• [Questions to answer]
(a) In the text on the Nissan scandal, rewrite the paragraph that begins "It also comes some six years" as a short bulleted list that keeps its main facts.
(b) Write out the stretch of the Nissan scandal text from "Now relegated to" through "alliance partner Renault.", word for word.

═════ Text passage ═════

Even by Japan's storied standards of corporate malfeasance, the scandal at Nissan Motor deserves special mention — combining, as it does, financial wrongdoing, political intrigue and hubris to almost unparalleled effect. 

Now relegated to a tiny cell in Tokyo, former Nissan chairman Carlos Ghosn sits at the heart of the affair, arrested last week over allegations of "significant financial misconduct". Yet even as Ghosn's demise has captivated the global media, the questions the crisis raises about Japan's corporate culture cannot be avoided either.

Reports suggest that Ghosn's imperious leadership style and sky-high pay helped to bring about his downfall, alienating his Japanese colleagues at a time when Nissan is becoming increasingly wary of a possible takeover by alliance partner Renault.

It also comes some six years after Japanese Prime Minister Shinzo Abe began his high-profile drive to reform corporate governance. To some observers, the scandal at Nissan is another sign that 'old Japan' is striking back against this kind of modernisation, in a country where corporate boards remain stacked with friendly insiders who are hardly likely to provide the kind of oversight required of publicly-owned companies. 

As William Pesek argues in the Nikkei Asian Review, "a more robust and impartial board might have asked Ghosn tough questions earlier, including about his pay. It might have checked his rock-star grandeur. It might have debated more energetically whether the three-way alliance that Ghosn created undervalued Nissan shares, as [CEO Hiroto] Saikawa and his Japanese colleagues contend."

═════ Data excerpt ═════

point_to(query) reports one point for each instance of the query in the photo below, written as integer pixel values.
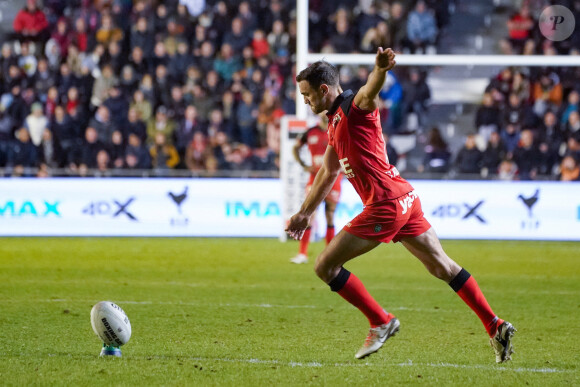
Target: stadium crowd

═════

• [Solutions]
(a)
- The scandal comes about six years after Japanese Prime Minister Shinzo Abe began his high-profile drive to reform corporate governance.
- Some observers see it as another sign that "old Japan" is striking back against this modernization.
- Japanese corporate boards are still stacked with friendly insiders, who are unlikely to give publicly owned companies the oversight they need.

(b)
Now relegated to a tiny cell in Tokyo, former Nissan chairman Carlos Ghosn sits at the heart of the affair, arrested last week over allegations of "significant financial misconduct". Yet even as Ghosn's demise has captivated the global media, the questions the crisis raises about Japan's corporate culture cannot be avoided either.

Reports suggest that Ghosn's imperious leadership style and sky-high pay helped to bring about his downfall, alienating his Japanese colleagues at a time when Nissan is becoming increasingly wary of a possible takeover by alliance partner Renault.